**WORK TO BE COMPLETED:** Check every line of the entries that follow, and copy the ones containing "brick".

**INPUT RECORDS:**
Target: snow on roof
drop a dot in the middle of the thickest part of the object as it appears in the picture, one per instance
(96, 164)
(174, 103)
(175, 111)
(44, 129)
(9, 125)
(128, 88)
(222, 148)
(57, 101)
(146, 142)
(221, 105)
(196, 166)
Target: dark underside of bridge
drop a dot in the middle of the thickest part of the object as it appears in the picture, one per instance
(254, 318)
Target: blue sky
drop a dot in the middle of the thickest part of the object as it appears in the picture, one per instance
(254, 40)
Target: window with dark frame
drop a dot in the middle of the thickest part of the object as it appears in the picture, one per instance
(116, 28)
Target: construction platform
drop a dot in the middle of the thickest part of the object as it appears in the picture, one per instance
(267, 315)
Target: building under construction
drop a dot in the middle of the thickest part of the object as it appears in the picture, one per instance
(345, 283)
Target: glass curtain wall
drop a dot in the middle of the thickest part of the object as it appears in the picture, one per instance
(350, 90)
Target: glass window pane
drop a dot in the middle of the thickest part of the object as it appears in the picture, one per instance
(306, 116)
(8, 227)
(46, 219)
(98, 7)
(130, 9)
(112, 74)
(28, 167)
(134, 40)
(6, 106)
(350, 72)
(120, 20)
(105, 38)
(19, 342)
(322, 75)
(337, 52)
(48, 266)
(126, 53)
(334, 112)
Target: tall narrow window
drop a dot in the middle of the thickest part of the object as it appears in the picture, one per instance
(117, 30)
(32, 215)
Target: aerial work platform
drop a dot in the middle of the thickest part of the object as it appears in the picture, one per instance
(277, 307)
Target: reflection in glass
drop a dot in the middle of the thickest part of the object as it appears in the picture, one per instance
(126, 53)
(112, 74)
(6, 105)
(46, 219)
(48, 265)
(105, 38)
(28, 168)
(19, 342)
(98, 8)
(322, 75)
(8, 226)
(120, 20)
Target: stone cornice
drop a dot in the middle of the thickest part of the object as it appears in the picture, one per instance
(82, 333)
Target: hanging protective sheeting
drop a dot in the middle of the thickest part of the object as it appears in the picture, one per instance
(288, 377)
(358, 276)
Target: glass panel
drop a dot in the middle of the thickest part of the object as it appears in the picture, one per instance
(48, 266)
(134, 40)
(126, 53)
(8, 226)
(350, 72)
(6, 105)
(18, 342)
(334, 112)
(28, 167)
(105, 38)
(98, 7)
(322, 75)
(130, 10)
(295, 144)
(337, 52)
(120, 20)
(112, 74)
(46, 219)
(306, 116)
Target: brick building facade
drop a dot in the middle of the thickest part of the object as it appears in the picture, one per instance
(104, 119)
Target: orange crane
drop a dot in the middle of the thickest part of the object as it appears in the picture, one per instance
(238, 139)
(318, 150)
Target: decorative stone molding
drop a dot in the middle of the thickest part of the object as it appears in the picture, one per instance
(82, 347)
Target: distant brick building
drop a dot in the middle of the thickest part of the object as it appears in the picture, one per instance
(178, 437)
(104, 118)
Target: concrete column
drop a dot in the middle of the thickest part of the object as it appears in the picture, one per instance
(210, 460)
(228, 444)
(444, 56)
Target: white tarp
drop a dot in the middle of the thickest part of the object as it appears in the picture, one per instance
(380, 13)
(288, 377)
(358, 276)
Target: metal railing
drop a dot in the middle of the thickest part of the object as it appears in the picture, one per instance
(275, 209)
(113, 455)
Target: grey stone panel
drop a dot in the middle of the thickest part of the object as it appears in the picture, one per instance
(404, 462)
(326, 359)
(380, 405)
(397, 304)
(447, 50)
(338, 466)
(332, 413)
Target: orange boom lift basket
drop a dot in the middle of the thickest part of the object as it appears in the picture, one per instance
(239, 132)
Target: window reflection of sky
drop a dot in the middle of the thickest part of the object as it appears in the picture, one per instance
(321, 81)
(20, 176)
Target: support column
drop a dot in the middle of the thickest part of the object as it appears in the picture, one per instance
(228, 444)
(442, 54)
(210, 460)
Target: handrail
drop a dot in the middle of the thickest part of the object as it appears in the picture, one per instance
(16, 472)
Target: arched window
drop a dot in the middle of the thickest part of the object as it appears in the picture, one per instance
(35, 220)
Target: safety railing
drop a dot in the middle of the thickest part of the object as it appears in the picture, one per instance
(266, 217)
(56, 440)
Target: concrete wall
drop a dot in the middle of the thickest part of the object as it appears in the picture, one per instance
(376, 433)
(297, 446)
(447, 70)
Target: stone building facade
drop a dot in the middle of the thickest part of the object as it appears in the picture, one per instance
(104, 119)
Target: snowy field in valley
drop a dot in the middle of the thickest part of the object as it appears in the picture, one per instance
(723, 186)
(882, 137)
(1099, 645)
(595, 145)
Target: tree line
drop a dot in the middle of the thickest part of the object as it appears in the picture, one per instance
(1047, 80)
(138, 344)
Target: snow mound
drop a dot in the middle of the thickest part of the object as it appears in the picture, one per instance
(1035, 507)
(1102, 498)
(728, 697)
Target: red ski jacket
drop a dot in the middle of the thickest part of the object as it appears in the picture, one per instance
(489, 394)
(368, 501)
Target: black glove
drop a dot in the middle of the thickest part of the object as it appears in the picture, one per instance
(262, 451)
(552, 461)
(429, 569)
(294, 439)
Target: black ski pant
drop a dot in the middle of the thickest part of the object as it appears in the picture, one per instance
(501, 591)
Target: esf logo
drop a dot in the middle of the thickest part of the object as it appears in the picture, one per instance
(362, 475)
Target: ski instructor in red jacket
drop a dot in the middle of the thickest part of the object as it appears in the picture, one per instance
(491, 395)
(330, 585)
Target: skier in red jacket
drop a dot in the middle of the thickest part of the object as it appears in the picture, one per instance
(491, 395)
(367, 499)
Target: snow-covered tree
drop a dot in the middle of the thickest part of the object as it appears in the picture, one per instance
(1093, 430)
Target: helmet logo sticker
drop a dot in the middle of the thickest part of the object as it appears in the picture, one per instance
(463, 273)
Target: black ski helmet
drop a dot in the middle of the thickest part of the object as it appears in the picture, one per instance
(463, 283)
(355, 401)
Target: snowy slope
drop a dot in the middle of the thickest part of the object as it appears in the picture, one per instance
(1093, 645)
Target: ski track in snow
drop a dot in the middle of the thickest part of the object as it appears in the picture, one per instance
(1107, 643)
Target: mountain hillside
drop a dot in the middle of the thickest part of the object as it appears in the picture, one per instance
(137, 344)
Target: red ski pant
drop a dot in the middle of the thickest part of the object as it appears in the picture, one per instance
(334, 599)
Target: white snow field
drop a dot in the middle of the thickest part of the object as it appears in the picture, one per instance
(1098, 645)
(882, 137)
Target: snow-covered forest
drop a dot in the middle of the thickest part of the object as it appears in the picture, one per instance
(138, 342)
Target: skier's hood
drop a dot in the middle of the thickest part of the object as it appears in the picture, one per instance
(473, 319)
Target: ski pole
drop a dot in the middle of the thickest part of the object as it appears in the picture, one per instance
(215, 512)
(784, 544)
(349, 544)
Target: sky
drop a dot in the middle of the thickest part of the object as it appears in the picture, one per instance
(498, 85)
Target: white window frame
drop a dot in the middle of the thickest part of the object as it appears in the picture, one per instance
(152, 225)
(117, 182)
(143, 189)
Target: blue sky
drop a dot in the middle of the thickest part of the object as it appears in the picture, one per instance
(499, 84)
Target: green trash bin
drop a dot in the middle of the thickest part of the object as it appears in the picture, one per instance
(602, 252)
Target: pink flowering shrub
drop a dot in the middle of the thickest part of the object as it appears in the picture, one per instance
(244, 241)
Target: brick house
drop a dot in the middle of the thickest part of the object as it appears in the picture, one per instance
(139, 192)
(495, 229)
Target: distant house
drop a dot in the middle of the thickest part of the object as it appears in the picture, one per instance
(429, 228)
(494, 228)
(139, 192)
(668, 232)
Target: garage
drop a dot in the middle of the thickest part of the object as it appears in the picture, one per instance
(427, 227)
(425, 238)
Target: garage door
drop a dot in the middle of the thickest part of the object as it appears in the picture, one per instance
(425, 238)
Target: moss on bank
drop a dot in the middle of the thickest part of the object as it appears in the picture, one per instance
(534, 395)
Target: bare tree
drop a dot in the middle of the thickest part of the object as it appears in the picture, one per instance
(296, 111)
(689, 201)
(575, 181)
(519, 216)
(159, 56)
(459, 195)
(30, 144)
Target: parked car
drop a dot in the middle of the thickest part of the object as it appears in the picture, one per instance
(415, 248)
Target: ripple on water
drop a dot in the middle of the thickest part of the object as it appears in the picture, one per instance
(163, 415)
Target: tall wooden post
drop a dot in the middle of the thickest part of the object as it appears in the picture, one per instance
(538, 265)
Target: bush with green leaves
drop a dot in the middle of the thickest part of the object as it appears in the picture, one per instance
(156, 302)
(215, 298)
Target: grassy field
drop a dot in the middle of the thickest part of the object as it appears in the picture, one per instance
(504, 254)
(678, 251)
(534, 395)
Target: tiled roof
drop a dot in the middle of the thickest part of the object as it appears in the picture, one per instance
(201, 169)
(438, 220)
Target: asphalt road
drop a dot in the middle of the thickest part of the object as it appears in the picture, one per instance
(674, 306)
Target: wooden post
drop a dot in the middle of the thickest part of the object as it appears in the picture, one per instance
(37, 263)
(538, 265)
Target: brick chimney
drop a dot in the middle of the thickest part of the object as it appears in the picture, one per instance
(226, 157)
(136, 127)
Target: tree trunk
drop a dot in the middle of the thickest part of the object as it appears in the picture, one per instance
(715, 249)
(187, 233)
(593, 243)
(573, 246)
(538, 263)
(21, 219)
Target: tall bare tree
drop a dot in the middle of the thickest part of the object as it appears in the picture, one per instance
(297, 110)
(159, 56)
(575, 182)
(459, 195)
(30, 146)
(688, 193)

**TASK RESULT:**
Target: brick building facade
Target: distant brick building
Target: brick house
Target: brick chimney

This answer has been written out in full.